** start **
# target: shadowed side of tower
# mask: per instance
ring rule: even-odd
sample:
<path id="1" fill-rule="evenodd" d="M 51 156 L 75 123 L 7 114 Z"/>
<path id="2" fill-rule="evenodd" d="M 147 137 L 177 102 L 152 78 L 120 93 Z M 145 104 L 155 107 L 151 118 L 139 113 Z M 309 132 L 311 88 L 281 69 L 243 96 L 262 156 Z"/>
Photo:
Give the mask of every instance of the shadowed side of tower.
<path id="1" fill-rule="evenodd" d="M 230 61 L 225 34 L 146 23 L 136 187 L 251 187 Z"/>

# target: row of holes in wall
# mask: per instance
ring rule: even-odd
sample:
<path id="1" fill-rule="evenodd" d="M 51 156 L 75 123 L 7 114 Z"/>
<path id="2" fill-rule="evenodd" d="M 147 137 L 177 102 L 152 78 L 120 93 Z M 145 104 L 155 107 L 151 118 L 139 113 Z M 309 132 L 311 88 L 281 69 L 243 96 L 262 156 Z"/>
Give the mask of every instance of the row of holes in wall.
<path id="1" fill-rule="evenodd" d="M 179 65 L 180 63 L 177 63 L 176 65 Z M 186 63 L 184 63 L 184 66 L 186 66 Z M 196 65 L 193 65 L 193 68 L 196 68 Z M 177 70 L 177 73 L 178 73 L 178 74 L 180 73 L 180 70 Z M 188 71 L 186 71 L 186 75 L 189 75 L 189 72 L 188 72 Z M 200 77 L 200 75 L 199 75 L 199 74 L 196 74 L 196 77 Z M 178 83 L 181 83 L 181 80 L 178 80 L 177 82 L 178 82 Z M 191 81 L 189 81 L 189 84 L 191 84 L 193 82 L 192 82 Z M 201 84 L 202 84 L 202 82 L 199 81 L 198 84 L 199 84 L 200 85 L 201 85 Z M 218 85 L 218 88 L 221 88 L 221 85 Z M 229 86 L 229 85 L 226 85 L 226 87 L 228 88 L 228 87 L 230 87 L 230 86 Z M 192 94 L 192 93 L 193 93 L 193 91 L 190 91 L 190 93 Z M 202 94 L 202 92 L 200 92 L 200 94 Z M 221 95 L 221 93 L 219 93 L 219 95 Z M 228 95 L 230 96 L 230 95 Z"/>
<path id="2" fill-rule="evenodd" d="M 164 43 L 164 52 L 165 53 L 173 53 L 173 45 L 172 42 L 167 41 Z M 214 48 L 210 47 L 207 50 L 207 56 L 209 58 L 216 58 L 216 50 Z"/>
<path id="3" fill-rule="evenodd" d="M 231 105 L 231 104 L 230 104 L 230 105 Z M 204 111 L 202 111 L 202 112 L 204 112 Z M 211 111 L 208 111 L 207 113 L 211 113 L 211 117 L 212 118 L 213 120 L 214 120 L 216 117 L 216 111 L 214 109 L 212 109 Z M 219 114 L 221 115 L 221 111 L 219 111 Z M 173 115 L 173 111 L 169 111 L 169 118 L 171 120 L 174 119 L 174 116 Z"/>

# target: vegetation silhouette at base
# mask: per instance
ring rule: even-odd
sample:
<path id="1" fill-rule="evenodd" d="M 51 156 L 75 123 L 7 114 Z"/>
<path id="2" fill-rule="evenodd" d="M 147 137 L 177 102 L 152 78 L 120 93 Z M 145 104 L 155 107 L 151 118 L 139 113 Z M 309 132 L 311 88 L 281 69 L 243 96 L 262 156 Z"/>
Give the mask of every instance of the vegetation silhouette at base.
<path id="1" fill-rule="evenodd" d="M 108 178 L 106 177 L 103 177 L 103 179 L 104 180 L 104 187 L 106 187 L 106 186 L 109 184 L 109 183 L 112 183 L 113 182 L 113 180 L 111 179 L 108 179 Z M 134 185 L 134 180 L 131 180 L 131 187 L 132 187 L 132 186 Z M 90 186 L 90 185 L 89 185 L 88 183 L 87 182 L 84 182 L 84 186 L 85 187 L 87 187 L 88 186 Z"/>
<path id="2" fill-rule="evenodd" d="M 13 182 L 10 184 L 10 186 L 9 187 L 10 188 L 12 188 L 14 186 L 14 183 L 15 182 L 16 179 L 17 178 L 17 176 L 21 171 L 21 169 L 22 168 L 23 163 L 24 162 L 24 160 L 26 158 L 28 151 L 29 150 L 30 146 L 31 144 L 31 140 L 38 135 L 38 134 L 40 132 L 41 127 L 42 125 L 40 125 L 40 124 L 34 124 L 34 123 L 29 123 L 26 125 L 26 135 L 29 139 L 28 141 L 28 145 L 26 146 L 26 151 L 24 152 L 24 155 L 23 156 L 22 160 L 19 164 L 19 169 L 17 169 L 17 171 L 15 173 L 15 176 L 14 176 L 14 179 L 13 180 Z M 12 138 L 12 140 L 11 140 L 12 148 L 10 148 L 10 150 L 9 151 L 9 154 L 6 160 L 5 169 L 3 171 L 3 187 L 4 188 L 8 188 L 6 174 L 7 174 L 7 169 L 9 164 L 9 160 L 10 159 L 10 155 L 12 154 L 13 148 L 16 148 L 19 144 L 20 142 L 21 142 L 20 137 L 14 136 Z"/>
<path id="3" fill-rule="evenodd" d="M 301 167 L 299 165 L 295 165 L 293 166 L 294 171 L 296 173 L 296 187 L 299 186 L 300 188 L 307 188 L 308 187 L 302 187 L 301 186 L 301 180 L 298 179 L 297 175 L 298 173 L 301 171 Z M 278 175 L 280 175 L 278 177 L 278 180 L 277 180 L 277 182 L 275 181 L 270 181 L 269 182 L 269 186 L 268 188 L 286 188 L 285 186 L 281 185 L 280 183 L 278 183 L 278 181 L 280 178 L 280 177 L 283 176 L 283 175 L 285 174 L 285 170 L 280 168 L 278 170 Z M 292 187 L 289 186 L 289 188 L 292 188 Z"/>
** end **
**Set task:** Print the listing above again line for line, with nothing changed.

**Finished exercise:**
# target: shadowed side of tower
# mask: per instance
ring rule: even-odd
sample:
<path id="1" fill-rule="evenodd" d="M 51 156 L 75 123 L 7 114 Z"/>
<path id="2" fill-rule="evenodd" d="M 147 137 L 177 102 L 152 78 L 120 93 Z M 145 104 L 155 107 L 151 118 L 139 113 Z M 309 132 L 311 88 L 281 69 L 243 96 L 262 156 Z"/>
Photo:
Give the mask of every instance of the shadowed side of tower.
<path id="1" fill-rule="evenodd" d="M 230 61 L 225 34 L 146 23 L 136 187 L 251 187 Z"/>

# target: row of holes in wall
# mask: per instance
ring rule: even-odd
sample:
<path id="1" fill-rule="evenodd" d="M 51 156 L 75 123 L 7 114 Z"/>
<path id="2" fill-rule="evenodd" d="M 147 137 L 177 102 L 152 78 L 120 93 Z M 145 104 L 155 107 L 151 118 L 139 113 Z M 309 132 L 311 88 L 281 69 L 243 96 L 262 156 Z"/>
Give the mask of every instance of the row of holes in wall.
<path id="1" fill-rule="evenodd" d="M 179 65 L 180 63 L 177 63 L 176 65 Z M 186 63 L 184 63 L 184 66 L 186 66 Z M 196 65 L 193 65 L 193 68 L 196 68 Z M 177 70 L 177 73 L 178 73 L 178 74 L 180 73 L 180 70 Z M 188 71 L 186 71 L 186 75 L 189 75 L 189 72 L 188 72 Z M 200 77 L 200 75 L 199 75 L 199 74 L 196 74 L 196 77 Z M 178 83 L 181 83 L 181 80 L 178 80 L 177 82 L 178 82 Z M 191 81 L 189 81 L 189 84 L 191 84 L 193 82 L 192 82 Z M 201 84 L 202 84 L 202 82 L 199 81 L 198 84 L 199 84 L 200 85 L 201 85 Z M 218 85 L 218 88 L 221 88 L 221 85 Z M 229 86 L 229 85 L 226 85 L 226 87 L 228 88 L 228 87 L 230 87 L 230 86 Z M 192 94 L 192 93 L 193 93 L 193 91 L 190 91 L 190 93 Z M 202 94 L 202 92 L 200 92 L 200 94 Z M 221 95 L 221 93 L 219 93 L 219 95 Z M 228 95 L 230 96 L 230 95 Z"/>
<path id="2" fill-rule="evenodd" d="M 164 43 L 164 52 L 165 53 L 173 53 L 173 45 L 172 42 L 167 41 Z M 214 48 L 210 47 L 207 50 L 207 56 L 209 58 L 216 58 L 216 50 Z"/>
<path id="3" fill-rule="evenodd" d="M 231 105 L 231 104 L 230 104 L 230 105 Z M 204 111 L 202 111 L 202 112 L 204 112 Z M 211 111 L 208 111 L 207 113 L 211 113 L 211 117 L 212 118 L 213 120 L 214 120 L 216 117 L 216 111 L 214 109 L 212 109 Z M 219 114 L 221 115 L 221 111 L 219 111 Z M 173 115 L 173 111 L 169 111 L 169 118 L 171 120 L 174 119 L 174 116 Z"/>

# target: vegetation silhouette at base
# mask: per instance
ring rule: even-odd
sample:
<path id="1" fill-rule="evenodd" d="M 51 156 L 75 123 L 7 114 Z"/>
<path id="2" fill-rule="evenodd" d="M 147 137 L 177 102 L 152 78 L 120 93 Z M 145 104 L 155 107 L 151 118 L 139 113 Z M 309 132 L 311 88 L 281 69 L 243 96 L 262 156 Z"/>
Give the mask of every instance of the vegetation silhouette at base.
<path id="1" fill-rule="evenodd" d="M 108 178 L 106 177 L 103 177 L 103 179 L 104 180 L 104 187 L 106 187 L 106 186 L 109 184 L 109 183 L 112 183 L 113 182 L 113 180 L 111 179 L 108 179 Z M 134 185 L 134 180 L 131 180 L 131 187 L 132 187 L 132 186 Z M 90 186 L 90 185 L 89 185 L 88 183 L 87 182 L 84 182 L 84 186 L 85 187 L 87 187 L 88 186 Z"/>
<path id="2" fill-rule="evenodd" d="M 13 182 L 10 184 L 10 186 L 9 187 L 10 188 L 12 188 L 14 186 L 14 183 L 15 182 L 16 179 L 17 178 L 17 176 L 21 171 L 21 169 L 22 168 L 23 163 L 24 162 L 24 160 L 26 158 L 28 151 L 29 150 L 30 146 L 31 144 L 31 140 L 38 135 L 38 134 L 40 132 L 41 127 L 42 125 L 40 125 L 40 124 L 34 124 L 34 123 L 29 123 L 26 125 L 26 135 L 29 139 L 28 141 L 28 145 L 26 146 L 26 151 L 24 152 L 24 155 L 23 156 L 22 160 L 19 164 L 19 169 L 17 169 L 17 171 L 15 173 L 15 176 L 14 176 L 14 179 L 13 180 Z M 12 138 L 12 140 L 11 140 L 12 148 L 10 148 L 10 150 L 9 151 L 9 154 L 6 160 L 5 169 L 3 171 L 3 187 L 4 188 L 8 188 L 6 174 L 7 174 L 7 169 L 9 164 L 9 160 L 10 159 L 10 155 L 12 154 L 13 148 L 16 148 L 19 144 L 20 142 L 21 142 L 20 137 L 14 136 Z"/>
<path id="3" fill-rule="evenodd" d="M 301 167 L 299 165 L 295 165 L 293 166 L 294 171 L 296 173 L 296 187 L 299 186 L 300 188 L 307 188 L 308 187 L 302 187 L 301 186 L 301 180 L 298 179 L 297 175 L 298 173 L 301 171 Z M 278 175 L 280 175 L 278 177 L 278 180 L 277 180 L 277 182 L 275 181 L 270 181 L 269 182 L 269 186 L 268 188 L 286 188 L 285 186 L 281 185 L 280 183 L 278 183 L 278 181 L 280 178 L 280 177 L 283 176 L 283 175 L 285 174 L 285 170 L 280 168 L 278 170 Z M 292 187 L 289 186 L 289 188 L 292 188 Z"/>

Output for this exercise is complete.